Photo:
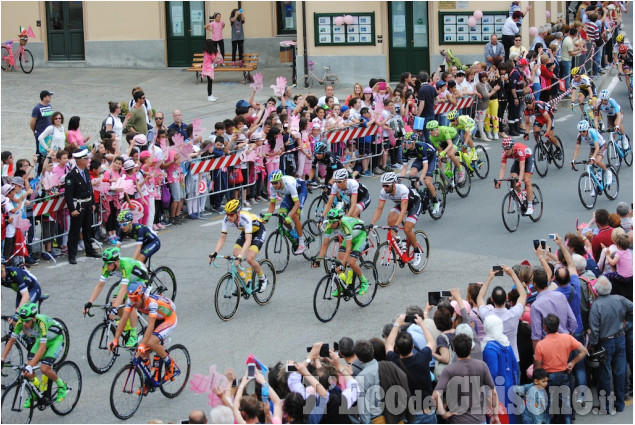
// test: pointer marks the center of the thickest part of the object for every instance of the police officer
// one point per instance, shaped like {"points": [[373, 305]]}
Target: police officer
{"points": [[81, 204]]}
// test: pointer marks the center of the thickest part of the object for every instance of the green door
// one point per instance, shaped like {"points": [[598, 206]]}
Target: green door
{"points": [[65, 29], [185, 22], [408, 22]]}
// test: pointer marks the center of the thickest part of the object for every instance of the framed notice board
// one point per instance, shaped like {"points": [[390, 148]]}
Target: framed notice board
{"points": [[360, 33], [453, 27]]}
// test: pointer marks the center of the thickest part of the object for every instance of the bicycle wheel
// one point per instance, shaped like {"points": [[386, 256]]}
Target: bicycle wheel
{"points": [[182, 365], [269, 270], [163, 282], [277, 250], [586, 191], [511, 212], [440, 194], [126, 391], [540, 159], [424, 248], [67, 341], [463, 189], [99, 358], [72, 377], [227, 297], [370, 272], [312, 238], [611, 183], [26, 62], [13, 410], [5, 57], [15, 358], [558, 155], [325, 305], [538, 203], [386, 264], [306, 81], [481, 168]]}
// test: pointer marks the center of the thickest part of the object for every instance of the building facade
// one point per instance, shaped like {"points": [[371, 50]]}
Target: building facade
{"points": [[377, 38]]}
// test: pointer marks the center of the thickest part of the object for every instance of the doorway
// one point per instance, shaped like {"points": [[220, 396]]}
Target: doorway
{"points": [[409, 51], [65, 30], [185, 22]]}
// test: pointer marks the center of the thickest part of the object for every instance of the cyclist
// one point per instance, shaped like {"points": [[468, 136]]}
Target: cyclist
{"points": [[544, 115], [293, 193], [161, 322], [148, 242], [406, 210], [443, 138], [51, 343], [330, 159], [467, 130], [522, 169], [357, 194], [425, 156], [596, 142], [584, 83], [25, 285], [252, 236], [131, 271], [612, 109], [354, 233]]}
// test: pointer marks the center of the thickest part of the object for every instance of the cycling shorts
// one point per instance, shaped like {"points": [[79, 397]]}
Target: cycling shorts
{"points": [[413, 211], [54, 348], [529, 165], [257, 240]]}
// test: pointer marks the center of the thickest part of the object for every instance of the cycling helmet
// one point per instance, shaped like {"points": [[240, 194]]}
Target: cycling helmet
{"points": [[275, 176], [27, 311], [110, 255], [233, 206], [508, 143], [124, 216], [583, 125], [335, 214], [597, 358], [319, 148], [340, 174], [135, 291], [389, 177]]}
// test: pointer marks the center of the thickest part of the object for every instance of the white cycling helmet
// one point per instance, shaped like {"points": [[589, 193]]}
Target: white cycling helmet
{"points": [[340, 174], [583, 126], [389, 177]]}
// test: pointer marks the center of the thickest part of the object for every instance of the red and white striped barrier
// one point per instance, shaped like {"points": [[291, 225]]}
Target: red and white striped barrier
{"points": [[442, 108], [214, 163], [49, 206]]}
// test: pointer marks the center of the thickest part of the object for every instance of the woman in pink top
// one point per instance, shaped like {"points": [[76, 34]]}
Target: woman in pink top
{"points": [[216, 27]]}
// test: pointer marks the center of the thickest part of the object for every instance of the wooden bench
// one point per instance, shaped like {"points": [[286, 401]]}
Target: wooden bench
{"points": [[250, 63]]}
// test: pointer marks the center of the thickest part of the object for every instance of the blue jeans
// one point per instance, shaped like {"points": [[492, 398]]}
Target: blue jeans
{"points": [[614, 366], [559, 396]]}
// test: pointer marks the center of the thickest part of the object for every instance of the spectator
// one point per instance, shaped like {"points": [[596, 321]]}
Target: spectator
{"points": [[466, 370]]}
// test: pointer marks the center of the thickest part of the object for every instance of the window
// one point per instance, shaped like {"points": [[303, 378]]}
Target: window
{"points": [[286, 17]]}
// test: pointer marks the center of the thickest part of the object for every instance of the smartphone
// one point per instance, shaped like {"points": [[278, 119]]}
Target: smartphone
{"points": [[433, 297]]}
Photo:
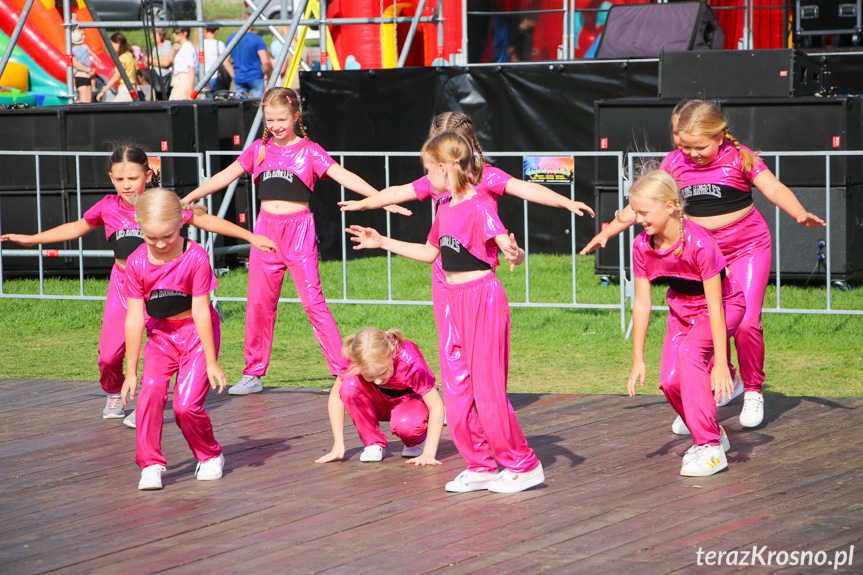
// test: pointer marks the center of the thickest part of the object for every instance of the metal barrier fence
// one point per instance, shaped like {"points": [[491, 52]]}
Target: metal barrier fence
{"points": [[204, 162]]}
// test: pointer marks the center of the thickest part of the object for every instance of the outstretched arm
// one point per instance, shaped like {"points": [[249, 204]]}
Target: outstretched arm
{"points": [[336, 411], [386, 197], [217, 225], [614, 228], [221, 180], [780, 195], [62, 233], [356, 184], [368, 238], [640, 318], [533, 192]]}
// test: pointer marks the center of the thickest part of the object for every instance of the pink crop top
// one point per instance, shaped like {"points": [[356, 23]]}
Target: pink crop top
{"points": [[121, 228], [473, 223], [720, 187], [411, 373], [287, 172], [492, 186], [190, 275], [701, 260]]}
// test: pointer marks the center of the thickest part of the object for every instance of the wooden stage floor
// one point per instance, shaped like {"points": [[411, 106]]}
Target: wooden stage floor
{"points": [[613, 501]]}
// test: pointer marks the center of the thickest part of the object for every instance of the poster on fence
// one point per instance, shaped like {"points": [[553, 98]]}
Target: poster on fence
{"points": [[548, 170]]}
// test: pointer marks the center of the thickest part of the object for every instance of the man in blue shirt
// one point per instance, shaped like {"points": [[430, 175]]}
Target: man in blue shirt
{"points": [[251, 63]]}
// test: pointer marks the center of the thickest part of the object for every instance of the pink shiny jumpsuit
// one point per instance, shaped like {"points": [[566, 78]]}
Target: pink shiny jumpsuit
{"points": [[474, 355], [687, 351], [124, 234], [723, 187], [297, 167], [173, 347], [398, 401]]}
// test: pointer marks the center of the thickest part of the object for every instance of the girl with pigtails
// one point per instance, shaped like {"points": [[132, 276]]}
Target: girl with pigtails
{"points": [[493, 184], [474, 320], [285, 167], [716, 174], [388, 380], [705, 308]]}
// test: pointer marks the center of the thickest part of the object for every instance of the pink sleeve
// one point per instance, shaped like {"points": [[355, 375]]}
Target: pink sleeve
{"points": [[203, 278], [639, 269], [495, 180], [419, 378], [434, 233], [321, 160], [422, 188], [249, 157], [93, 216], [134, 284]]}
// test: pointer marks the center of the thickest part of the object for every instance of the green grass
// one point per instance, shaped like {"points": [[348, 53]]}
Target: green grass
{"points": [[553, 350]]}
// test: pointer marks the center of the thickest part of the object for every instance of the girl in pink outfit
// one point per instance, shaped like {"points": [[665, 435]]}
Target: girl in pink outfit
{"points": [[706, 306], [129, 170], [715, 174], [171, 278], [474, 324], [494, 184], [285, 167], [389, 380]]}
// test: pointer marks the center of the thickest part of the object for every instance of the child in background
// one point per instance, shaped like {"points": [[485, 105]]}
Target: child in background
{"points": [[285, 168], [388, 380], [705, 307], [474, 322], [171, 276], [129, 170]]}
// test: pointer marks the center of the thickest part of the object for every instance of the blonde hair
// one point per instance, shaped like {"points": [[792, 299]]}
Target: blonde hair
{"points": [[371, 347], [658, 186], [457, 122], [450, 147], [160, 206], [280, 98], [700, 118]]}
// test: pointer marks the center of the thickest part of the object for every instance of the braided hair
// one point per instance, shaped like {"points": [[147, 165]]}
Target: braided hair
{"points": [[660, 187], [450, 147], [457, 122], [284, 98], [701, 118]]}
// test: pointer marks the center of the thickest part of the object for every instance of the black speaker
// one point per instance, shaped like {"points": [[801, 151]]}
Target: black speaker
{"points": [[645, 30], [739, 74], [821, 17]]}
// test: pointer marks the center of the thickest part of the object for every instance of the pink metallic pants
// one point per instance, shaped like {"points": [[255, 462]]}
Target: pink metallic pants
{"points": [[686, 356], [746, 246], [112, 340], [367, 405], [298, 253], [173, 346], [474, 360]]}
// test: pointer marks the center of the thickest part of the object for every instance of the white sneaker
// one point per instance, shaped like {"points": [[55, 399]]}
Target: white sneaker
{"points": [[753, 409], [738, 389], [707, 460], [414, 451], [247, 384], [211, 469], [510, 482], [693, 451], [113, 407], [469, 480], [372, 454], [151, 478], [679, 428]]}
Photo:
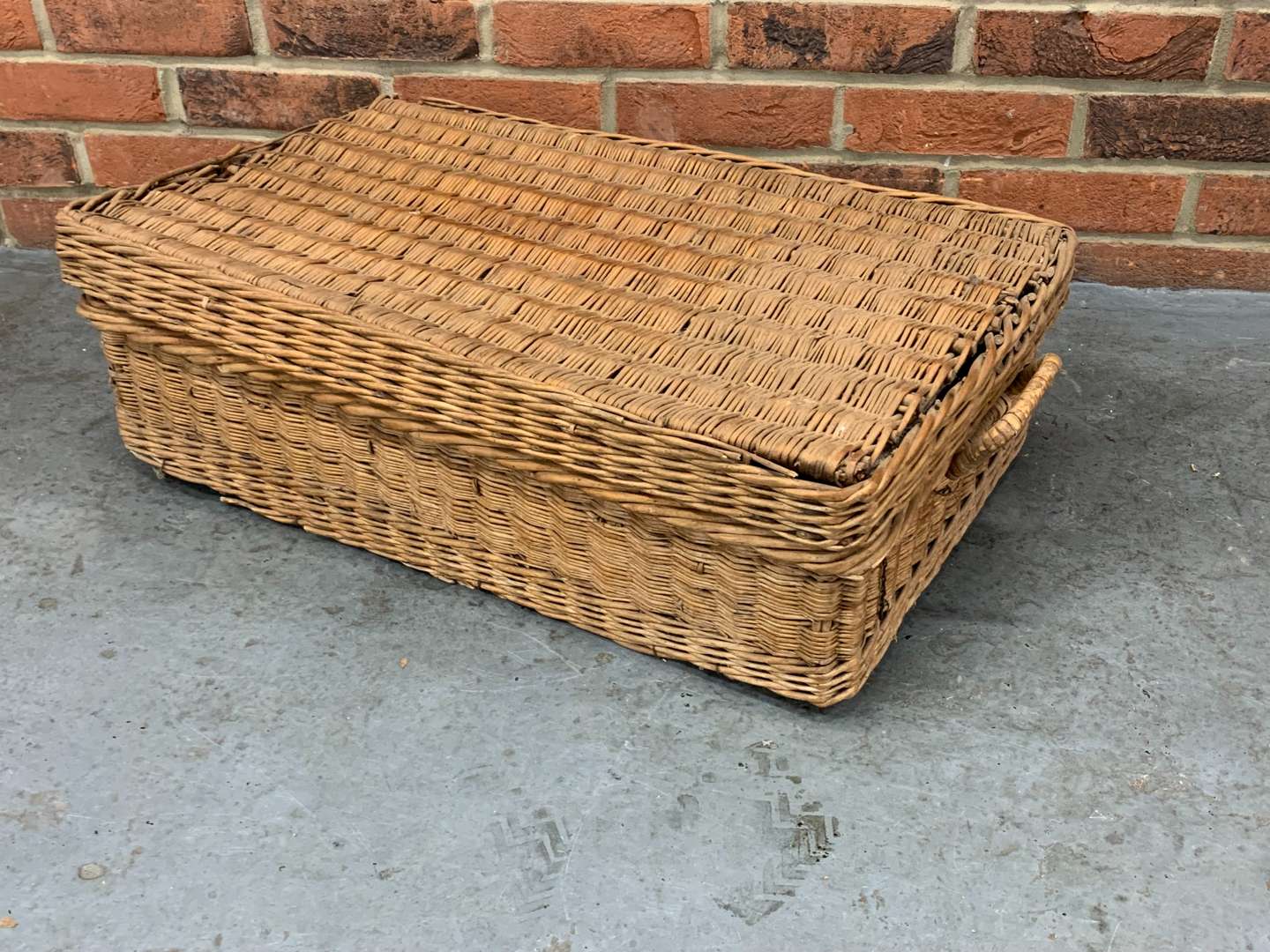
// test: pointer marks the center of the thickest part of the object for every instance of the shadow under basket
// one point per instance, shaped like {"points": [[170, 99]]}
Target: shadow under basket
{"points": [[709, 406], [265, 446]]}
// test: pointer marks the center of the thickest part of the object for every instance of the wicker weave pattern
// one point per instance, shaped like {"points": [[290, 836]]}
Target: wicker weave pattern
{"points": [[703, 405]]}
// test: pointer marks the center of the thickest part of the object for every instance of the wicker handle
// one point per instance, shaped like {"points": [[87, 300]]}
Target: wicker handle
{"points": [[1015, 413]]}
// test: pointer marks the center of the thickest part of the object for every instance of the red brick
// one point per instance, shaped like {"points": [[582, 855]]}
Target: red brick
{"points": [[1090, 201], [129, 160], [841, 37], [31, 221], [957, 122], [61, 90], [1204, 129], [1096, 46], [1250, 48], [909, 178], [1233, 205], [386, 29], [32, 158], [1175, 265], [649, 36], [271, 100], [161, 26], [17, 26], [563, 103], [727, 113]]}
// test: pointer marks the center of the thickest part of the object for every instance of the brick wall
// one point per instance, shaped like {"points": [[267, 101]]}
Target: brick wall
{"points": [[1145, 126]]}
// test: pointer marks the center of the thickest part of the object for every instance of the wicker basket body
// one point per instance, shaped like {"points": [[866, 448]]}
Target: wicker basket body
{"points": [[630, 427]]}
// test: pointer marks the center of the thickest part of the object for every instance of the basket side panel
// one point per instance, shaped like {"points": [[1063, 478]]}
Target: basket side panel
{"points": [[292, 458]]}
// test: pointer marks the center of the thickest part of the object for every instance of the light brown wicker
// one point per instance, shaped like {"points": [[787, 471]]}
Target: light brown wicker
{"points": [[712, 407]]}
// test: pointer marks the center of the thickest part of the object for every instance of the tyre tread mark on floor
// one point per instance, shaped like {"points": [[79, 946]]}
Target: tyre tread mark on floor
{"points": [[804, 833], [539, 850]]}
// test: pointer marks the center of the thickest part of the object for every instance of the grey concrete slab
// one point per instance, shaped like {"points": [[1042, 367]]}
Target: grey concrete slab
{"points": [[1065, 750]]}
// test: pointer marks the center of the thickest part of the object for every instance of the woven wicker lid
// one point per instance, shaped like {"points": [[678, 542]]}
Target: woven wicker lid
{"points": [[796, 317]]}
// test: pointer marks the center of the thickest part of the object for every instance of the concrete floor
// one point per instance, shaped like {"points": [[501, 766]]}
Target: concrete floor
{"points": [[1067, 749]]}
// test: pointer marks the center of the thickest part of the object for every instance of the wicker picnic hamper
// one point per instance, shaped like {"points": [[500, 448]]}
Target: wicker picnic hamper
{"points": [[712, 407]]}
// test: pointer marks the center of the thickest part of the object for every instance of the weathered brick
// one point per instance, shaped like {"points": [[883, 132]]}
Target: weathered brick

########

EXERCISE GOAL: In the entries above, find the line containing "the grey concrete slab". Set down that line and every line after it through the last one, exactly and alone.

TASK RESULT:
// test: pointer marks the center of the thickest part of the object for every instance of the grey concrete slab
// one point per instance, shaped like {"points": [[1042, 367]]}
Target: grey concrete slab
{"points": [[1065, 750]]}
// test: pointer marks the center of the thickest part of the object for every instance of the woven wicker lid
// one point per instance, shaped like {"points": [[678, 542]]}
Target: woven wicker lid
{"points": [[796, 317]]}
// test: pointer marks the center of the thickest part of the object for every instance of the concrete floor
// one point per instance, shaped like {"points": [[501, 766]]}
Target: concrete floor
{"points": [[1067, 749]]}
// test: pointer marks the center of the thickest part of the object for every instance of the wicker picnic hamper
// one point per instance, shaped like {"points": [[500, 448]]}
Target: wicker picnic hamper
{"points": [[712, 407]]}
// test: pointer marks the center of the thickest part of the object for every instance of the weathered brick
// one point per instance, shaped like {"points": [[883, 132]]}
Target: weathered brick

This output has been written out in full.